— Your goal —
Set down exactly the lines that run from the line with "the glass door" to the end of the data, and nothing else.

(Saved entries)
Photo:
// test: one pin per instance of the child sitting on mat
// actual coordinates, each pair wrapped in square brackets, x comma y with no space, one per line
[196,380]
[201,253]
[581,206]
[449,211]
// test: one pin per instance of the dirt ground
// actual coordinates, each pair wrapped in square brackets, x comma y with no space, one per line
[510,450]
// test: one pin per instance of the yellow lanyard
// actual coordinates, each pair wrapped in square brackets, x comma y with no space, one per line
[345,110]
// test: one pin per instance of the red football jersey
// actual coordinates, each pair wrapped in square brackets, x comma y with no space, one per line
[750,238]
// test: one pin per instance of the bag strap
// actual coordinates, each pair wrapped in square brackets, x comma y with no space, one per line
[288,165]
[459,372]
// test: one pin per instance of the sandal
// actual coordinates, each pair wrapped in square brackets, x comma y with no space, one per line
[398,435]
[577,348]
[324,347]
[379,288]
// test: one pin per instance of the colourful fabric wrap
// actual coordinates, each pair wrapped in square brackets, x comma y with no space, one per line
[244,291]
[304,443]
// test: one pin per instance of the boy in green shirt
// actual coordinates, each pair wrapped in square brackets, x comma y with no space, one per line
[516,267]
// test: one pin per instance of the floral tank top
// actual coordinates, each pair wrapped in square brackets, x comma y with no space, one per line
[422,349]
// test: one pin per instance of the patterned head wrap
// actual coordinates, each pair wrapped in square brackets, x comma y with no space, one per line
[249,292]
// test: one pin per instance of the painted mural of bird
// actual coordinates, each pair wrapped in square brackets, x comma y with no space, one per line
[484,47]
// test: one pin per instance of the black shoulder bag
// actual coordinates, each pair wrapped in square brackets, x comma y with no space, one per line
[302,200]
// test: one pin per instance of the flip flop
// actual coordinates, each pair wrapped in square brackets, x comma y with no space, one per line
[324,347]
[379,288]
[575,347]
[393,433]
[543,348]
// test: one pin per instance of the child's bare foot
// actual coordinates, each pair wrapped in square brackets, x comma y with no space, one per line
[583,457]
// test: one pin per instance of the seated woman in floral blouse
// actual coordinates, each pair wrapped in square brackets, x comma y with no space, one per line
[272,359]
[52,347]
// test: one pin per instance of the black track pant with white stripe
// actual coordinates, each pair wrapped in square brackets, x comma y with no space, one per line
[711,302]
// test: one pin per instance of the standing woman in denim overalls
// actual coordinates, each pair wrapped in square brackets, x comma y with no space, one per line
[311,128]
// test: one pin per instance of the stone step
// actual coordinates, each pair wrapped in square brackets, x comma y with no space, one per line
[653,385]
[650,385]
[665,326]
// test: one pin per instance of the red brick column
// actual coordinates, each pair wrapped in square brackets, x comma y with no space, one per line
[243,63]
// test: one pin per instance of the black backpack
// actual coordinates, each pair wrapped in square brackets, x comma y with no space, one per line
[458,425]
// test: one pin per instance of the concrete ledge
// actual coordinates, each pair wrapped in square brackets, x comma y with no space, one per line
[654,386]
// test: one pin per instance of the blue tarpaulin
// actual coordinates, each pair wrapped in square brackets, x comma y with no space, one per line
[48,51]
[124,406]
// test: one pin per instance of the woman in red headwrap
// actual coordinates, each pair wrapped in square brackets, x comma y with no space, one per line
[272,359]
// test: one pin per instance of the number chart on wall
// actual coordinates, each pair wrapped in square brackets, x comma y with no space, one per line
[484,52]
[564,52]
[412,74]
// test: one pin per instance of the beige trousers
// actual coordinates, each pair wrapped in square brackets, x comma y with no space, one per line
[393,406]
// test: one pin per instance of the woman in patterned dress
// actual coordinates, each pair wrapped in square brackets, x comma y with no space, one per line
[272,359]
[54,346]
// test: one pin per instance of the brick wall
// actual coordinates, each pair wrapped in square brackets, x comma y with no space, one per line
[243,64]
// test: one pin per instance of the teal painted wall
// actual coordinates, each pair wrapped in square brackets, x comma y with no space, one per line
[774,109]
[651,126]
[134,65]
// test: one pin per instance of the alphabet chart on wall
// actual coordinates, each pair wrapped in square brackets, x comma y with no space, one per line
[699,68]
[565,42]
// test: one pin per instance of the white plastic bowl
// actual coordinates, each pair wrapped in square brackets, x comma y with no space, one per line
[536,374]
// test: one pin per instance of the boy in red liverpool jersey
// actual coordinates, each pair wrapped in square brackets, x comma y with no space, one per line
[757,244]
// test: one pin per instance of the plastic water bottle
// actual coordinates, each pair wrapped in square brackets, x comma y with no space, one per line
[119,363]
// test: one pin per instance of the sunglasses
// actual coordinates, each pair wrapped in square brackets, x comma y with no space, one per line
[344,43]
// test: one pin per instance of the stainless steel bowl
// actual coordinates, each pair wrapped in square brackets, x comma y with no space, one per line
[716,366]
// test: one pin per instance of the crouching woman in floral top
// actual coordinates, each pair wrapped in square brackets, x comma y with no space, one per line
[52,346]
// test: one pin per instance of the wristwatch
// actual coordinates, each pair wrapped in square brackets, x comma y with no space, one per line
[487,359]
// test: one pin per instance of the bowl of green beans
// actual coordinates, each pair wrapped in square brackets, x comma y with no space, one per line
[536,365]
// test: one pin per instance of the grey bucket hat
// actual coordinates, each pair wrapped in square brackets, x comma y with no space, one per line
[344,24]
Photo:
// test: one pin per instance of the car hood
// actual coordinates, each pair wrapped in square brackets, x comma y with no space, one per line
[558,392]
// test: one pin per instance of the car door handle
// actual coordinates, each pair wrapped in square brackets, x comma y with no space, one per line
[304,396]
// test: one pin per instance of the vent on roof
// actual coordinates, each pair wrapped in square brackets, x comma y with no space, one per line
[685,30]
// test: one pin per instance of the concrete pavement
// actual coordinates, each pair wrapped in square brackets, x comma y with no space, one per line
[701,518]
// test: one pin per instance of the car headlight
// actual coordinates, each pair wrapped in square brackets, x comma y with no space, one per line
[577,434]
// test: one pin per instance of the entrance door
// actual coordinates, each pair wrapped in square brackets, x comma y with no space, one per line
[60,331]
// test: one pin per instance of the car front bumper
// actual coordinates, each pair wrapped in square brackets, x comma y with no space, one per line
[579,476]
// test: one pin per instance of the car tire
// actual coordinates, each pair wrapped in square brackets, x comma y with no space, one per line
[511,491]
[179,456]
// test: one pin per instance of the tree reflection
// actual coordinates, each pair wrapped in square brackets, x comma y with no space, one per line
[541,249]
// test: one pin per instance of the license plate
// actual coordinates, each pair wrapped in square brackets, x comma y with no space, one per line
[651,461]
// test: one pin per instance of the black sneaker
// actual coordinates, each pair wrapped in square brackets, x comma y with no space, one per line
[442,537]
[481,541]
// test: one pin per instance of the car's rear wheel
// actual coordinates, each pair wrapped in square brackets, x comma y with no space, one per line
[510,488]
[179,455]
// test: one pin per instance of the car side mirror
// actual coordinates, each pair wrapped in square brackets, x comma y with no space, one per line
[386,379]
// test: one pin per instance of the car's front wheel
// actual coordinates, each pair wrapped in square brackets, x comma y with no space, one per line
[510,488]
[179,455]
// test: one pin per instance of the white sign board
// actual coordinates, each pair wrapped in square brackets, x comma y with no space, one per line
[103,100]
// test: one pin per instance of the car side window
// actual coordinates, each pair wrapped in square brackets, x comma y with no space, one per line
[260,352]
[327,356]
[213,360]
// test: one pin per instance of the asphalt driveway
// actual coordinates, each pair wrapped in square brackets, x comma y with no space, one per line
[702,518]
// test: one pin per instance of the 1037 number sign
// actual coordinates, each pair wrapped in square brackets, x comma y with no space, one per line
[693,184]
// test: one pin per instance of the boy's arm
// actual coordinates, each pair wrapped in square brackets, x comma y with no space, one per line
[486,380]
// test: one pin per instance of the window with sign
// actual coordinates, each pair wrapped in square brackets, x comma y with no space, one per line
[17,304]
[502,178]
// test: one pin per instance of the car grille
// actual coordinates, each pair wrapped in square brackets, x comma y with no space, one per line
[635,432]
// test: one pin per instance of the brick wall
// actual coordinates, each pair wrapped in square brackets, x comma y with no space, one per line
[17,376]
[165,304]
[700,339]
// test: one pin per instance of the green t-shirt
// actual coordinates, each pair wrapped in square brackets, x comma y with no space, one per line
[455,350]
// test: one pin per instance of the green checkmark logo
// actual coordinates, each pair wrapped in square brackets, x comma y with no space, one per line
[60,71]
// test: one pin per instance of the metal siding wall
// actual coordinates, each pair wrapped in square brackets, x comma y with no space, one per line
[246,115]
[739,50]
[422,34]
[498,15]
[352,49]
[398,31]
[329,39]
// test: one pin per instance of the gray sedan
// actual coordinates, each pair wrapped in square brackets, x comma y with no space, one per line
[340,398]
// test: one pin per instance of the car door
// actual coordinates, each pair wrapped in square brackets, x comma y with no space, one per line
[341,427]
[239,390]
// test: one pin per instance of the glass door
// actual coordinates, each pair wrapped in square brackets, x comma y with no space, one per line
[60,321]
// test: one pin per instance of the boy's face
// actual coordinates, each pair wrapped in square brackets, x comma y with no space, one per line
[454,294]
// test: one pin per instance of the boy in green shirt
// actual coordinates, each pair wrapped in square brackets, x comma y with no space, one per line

— Finished task —
// test: one pin per instance of the glass door
// actual coordinates, each pair wrapped in square brackets, x comma y with no space, one per line
[60,321]
// test: one pin per instance of the boy's face
// actual coordinates, each pair wrapped in square brackets, x comma y with no space, one per line
[454,294]
// test: one pin per instance of the boy in green shirt
// actual coordinates, each pair wrapped in square brackets, x comma y with no space, one per line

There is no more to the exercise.